Supplied material>
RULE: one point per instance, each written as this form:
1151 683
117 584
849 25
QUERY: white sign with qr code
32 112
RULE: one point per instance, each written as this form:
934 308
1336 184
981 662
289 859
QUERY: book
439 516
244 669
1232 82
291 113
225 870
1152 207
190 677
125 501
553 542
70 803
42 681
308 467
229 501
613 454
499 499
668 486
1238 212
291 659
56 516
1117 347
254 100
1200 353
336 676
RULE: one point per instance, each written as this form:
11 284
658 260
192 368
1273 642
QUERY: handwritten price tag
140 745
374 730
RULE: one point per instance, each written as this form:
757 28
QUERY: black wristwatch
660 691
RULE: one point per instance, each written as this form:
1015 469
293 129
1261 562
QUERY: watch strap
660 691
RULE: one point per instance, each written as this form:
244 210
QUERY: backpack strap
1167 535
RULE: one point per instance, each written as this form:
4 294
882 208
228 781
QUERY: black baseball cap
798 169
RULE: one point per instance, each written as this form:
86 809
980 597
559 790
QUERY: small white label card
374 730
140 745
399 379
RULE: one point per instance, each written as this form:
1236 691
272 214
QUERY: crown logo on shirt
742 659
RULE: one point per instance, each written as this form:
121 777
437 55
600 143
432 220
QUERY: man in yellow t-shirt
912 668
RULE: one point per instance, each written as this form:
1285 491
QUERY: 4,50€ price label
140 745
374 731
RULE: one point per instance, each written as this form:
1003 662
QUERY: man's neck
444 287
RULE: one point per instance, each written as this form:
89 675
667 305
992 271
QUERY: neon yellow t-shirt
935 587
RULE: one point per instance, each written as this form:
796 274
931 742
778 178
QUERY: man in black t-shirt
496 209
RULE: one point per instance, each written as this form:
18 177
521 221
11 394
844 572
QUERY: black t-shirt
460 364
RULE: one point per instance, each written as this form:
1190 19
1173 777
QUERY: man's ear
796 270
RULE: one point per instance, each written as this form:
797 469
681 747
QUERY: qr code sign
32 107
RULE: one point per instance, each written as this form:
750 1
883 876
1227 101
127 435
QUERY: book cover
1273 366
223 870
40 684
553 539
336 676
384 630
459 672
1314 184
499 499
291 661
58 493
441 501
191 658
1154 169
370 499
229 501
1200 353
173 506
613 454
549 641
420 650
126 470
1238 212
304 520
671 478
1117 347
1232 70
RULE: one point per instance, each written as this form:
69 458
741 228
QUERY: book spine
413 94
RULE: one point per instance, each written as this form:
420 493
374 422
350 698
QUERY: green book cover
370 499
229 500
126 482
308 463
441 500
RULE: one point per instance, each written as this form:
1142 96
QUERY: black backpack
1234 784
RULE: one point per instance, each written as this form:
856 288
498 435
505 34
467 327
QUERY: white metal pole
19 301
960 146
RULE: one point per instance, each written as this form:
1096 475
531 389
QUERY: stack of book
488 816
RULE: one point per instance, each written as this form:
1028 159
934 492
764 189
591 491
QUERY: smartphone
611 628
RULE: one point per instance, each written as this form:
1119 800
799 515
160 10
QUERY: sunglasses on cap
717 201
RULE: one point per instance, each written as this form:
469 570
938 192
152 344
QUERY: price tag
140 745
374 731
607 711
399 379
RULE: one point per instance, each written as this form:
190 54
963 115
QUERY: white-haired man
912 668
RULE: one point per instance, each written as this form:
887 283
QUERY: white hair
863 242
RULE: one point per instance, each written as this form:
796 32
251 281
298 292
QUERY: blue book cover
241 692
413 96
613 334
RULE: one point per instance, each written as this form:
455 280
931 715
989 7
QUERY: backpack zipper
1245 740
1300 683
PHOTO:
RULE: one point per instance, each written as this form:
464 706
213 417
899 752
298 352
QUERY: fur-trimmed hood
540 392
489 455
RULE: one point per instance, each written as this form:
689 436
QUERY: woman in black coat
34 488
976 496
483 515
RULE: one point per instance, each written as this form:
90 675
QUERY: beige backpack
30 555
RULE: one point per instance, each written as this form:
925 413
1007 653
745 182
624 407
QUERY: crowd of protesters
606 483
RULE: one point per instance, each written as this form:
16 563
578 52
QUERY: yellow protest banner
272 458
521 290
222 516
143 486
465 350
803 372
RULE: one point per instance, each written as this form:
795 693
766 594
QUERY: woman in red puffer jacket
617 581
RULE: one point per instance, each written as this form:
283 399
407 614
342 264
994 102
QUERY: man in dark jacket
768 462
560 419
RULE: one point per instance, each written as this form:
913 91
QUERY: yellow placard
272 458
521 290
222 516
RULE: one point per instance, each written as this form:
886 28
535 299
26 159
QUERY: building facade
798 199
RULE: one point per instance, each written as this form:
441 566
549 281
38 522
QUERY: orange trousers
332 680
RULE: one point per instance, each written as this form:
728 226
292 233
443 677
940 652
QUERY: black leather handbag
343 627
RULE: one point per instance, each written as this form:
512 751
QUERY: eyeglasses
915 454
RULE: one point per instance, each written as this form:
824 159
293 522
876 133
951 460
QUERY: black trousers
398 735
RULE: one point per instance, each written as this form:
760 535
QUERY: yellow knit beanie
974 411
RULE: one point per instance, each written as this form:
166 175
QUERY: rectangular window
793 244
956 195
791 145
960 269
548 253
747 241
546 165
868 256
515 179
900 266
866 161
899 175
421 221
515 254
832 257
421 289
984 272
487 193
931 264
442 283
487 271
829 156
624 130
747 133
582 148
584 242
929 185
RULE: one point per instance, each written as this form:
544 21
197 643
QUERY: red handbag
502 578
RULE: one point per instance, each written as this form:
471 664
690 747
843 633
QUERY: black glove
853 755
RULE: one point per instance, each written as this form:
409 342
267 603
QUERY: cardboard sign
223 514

...

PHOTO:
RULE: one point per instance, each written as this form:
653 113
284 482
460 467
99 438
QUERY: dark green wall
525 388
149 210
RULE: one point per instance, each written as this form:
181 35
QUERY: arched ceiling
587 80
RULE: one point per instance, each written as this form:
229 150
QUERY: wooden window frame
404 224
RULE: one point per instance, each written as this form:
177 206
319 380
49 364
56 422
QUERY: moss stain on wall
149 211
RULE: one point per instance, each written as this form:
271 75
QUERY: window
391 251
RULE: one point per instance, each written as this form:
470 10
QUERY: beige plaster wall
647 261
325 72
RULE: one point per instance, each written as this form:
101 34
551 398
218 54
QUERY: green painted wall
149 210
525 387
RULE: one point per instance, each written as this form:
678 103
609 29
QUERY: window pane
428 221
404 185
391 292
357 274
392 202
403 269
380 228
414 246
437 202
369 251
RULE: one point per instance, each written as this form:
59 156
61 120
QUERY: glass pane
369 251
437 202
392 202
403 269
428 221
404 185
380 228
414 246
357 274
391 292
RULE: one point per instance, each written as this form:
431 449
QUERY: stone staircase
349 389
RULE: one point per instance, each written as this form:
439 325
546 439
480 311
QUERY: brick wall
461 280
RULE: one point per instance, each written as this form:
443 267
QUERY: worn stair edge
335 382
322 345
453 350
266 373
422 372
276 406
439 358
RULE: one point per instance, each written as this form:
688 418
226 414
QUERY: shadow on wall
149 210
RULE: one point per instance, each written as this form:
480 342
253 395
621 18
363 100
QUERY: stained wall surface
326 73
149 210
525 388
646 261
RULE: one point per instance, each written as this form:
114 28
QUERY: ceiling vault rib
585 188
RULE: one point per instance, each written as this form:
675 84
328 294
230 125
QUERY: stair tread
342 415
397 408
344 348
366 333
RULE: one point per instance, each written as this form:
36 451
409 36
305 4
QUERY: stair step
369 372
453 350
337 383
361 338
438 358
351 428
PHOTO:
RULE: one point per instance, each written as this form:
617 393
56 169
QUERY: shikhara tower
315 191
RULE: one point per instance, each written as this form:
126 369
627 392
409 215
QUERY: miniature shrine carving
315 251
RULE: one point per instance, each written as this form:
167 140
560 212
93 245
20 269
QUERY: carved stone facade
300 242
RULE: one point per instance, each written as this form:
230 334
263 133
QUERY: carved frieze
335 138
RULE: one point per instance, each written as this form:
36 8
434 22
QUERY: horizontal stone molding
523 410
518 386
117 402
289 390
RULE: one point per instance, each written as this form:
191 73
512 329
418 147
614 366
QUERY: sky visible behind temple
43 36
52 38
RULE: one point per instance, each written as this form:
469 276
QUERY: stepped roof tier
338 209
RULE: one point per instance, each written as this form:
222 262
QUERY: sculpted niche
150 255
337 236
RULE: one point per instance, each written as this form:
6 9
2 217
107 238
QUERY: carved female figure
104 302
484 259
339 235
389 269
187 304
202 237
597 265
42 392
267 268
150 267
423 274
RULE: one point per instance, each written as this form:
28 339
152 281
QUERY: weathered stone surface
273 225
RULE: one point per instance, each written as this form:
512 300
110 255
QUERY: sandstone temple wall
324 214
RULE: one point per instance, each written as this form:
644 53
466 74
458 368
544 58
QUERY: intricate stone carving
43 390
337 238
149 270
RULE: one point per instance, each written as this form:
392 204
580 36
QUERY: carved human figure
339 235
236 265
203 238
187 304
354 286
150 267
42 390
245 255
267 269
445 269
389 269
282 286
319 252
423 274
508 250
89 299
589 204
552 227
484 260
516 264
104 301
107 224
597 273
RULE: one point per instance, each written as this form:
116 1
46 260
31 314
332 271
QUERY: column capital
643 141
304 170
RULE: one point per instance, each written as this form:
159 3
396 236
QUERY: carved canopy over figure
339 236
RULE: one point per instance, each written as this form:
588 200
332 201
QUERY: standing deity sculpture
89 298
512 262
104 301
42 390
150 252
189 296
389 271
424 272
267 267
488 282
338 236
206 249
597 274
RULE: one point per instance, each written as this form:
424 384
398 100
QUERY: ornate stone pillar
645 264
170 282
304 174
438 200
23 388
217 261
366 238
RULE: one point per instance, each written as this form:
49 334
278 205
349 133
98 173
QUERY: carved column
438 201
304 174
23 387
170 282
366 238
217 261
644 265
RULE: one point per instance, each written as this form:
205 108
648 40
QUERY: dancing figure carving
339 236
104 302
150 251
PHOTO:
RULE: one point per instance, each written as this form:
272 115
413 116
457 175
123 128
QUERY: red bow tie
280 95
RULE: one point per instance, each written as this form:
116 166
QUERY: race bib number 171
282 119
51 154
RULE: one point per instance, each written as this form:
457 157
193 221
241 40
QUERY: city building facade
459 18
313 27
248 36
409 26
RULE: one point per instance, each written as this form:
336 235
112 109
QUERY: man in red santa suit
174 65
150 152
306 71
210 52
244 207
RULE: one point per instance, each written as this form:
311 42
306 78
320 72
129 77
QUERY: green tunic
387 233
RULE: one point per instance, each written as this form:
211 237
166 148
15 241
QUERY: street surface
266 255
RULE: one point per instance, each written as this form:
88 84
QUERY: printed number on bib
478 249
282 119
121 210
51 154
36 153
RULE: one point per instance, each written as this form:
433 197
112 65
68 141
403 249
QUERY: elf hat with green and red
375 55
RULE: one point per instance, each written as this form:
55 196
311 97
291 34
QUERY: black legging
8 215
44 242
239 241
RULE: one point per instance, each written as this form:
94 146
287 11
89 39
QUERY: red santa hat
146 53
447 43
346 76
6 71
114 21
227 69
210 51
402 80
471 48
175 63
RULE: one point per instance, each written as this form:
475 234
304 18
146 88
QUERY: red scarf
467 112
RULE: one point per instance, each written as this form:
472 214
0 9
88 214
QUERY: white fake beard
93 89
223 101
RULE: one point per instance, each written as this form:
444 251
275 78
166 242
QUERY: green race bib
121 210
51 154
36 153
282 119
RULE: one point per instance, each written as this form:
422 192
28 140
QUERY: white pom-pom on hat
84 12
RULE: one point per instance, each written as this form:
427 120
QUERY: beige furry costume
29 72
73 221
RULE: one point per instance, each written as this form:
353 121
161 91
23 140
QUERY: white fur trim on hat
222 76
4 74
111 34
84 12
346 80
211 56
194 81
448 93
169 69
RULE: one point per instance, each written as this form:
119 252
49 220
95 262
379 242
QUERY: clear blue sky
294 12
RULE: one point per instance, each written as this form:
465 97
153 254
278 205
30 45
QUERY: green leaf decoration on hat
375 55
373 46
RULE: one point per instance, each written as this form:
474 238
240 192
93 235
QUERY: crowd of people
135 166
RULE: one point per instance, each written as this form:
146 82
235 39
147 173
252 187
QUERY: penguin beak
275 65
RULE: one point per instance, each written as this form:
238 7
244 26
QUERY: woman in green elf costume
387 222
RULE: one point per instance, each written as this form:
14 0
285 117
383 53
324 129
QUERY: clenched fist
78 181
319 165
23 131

* * *

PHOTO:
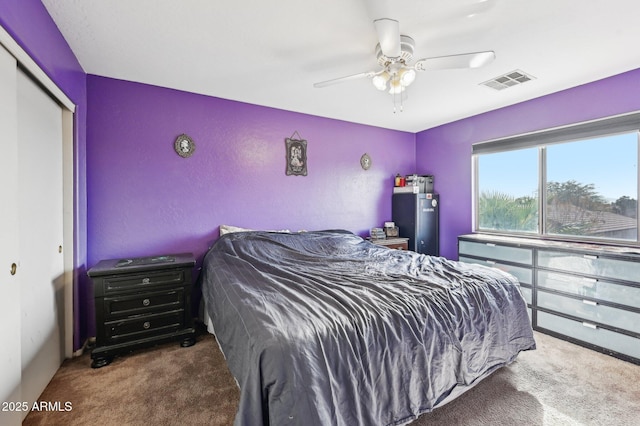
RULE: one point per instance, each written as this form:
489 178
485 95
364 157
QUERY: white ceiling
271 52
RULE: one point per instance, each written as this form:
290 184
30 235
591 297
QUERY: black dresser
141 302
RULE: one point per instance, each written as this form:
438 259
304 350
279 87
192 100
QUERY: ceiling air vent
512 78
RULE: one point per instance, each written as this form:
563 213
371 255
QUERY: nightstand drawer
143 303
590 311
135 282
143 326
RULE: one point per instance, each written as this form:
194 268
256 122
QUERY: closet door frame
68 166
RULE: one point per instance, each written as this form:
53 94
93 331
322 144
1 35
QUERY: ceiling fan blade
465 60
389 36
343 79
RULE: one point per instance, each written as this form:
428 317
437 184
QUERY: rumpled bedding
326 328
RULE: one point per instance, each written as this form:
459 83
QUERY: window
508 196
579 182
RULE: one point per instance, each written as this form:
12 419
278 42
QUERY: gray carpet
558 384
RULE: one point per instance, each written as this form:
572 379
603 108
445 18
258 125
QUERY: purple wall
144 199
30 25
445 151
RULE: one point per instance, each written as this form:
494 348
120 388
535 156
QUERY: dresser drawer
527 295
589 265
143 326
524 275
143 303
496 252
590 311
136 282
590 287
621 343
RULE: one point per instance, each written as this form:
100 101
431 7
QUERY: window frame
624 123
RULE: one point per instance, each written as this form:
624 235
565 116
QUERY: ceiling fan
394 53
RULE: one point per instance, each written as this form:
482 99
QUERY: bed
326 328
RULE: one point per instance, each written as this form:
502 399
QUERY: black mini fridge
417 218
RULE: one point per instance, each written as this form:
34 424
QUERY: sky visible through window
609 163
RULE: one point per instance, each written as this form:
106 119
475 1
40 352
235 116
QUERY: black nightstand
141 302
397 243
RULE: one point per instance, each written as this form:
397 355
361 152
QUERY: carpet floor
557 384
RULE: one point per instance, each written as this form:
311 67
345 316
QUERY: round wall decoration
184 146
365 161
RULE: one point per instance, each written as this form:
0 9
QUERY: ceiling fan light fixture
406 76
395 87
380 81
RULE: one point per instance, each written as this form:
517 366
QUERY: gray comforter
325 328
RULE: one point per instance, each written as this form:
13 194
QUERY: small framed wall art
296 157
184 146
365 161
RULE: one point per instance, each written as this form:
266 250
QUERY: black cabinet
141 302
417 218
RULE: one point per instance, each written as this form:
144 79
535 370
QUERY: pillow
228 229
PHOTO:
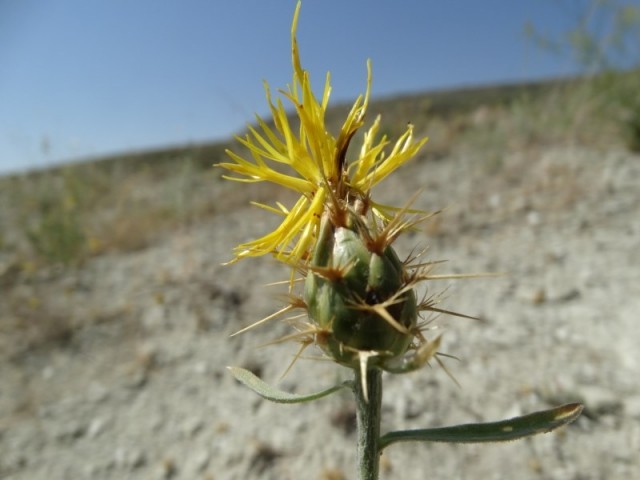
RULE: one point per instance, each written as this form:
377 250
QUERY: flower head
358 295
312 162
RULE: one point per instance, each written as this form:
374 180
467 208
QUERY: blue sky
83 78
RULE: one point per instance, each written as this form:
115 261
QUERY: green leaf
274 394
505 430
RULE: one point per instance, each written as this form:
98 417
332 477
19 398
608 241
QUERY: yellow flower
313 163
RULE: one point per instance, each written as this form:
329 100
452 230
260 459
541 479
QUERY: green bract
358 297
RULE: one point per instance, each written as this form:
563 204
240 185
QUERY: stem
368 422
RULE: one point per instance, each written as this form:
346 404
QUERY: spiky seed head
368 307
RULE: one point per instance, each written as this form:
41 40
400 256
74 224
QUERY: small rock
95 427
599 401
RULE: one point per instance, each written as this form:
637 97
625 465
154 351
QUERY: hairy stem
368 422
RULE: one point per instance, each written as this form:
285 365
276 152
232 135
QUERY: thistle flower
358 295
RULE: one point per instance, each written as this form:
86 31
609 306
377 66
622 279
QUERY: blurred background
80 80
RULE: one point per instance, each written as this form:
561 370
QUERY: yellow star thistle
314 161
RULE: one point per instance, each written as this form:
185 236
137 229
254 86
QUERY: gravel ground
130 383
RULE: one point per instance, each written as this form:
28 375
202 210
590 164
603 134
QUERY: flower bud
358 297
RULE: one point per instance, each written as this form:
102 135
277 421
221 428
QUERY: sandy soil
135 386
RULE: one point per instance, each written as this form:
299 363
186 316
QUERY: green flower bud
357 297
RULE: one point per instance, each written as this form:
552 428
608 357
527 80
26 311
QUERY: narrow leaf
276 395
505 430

Aim of the exercise>
Return every line in the rows above that contains the string "label". Case counts.

Completed task>
QUERY: small white label card
QUERY: 4,50€ price label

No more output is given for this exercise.